[Begin SOURCE EXCERPT]
Evaluate this series:

[yxgao]

Evaluate this series: Sum from k = 1 to k = infinity k^2/k!

The answer is 2e.

Thanks so much!!

[Hurkyl]

What have you tried so far?

[yxgao]

I have no idea how to do this problem. Does it require more knowledge than second year college math? I thought it just requires some knowledge about series, but I can't seem to get the answer. It's been over 3 years since I took calculus so I don't remember much about series expansions. I've tried comparing the series to several common expansions but I can't find the right form or find the right starting point. Thanks!

[arcnets]

yxgao,
here's a hint:

e = \sum_{k=0}^\infty \frac{1}{k!}

Try to express your sum in terms of this...

[Hurkyl]

Have you ever heard of a trick called "integrating with respect to 1"?


Anyways, one of the first things I'd do is simplify the summand; something cancels.

[krab]

Here's a hint: replace the index k by k+1. You'll be able to cancel k+1 in numerator and denominator. The rest is easy.

[yxgao]

How do you simplify (n+1)/n! summed from n = 0 to n = infinity?

[Hurkyl]

distribute!
[End SOURCE EXCERPT]
### JOBS
a: Copy the forum thread on the infinite series from "Try to express" down to "rest is easy.", replacing "summand" with "general term".
b: Continue the forum thread on the infinite series from the point where it stops.
You won't need the material to complete any of this.
[Begin INFORMATION SUPPLIED]
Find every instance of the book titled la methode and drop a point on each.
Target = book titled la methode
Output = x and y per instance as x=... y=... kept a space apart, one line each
[End INFORMATION SUPPLIED]
### ANSWERS GIVEN
a:
Try to express your sum in terms of this...

[Hurkyl]

Have you ever heard of a trick called "integrating with respect to 1"?


Anyways, one of the first things I'd do is simplify the general term; something cancels.

[krab]

Here's a hint: replace the index k by k+1. You'll be able to cancel k+1 in numerator and denominator. The rest is easy.

b:
[yxgao]

I don't understand how to proceed from this step. What do you do with the (n+1) in the numerator? What is there to distribute? Can someone post a direct method to the solution?
Thanks.

[Hurkyl]

\frac{a + b}{c} = \frac{a}{c} + \frac{b}{c}

[yxgao]

Ah, ok. Why didn't I see that before? :)
e + e = 2e
Thanks a lot.

[Hurkyl]

It's a slick trick, I haven't seen this particular sum done this way before. The method I know can be done as follows (it's more complicated, but more powerful):


The taylor series for e^x is:

e^x = \sum_{k=0}^{\infty} \frac{x^k}{k!}

I can insert a k term by differentiating:


e^x = \sum_{k=0}^{\infty} \frac{k x^{k-1}}{k!}


I can then multiply by x:

x e^x = \sum_{k=0}^{\infty} \frac{k x^{k}}{k!}

and differentiate again


(1 + x)e^x = \sum_{k=0}^{\infty} \frac{k^2 x^{k-1}}{k!}


Then, plug in x = 1 to get the sum.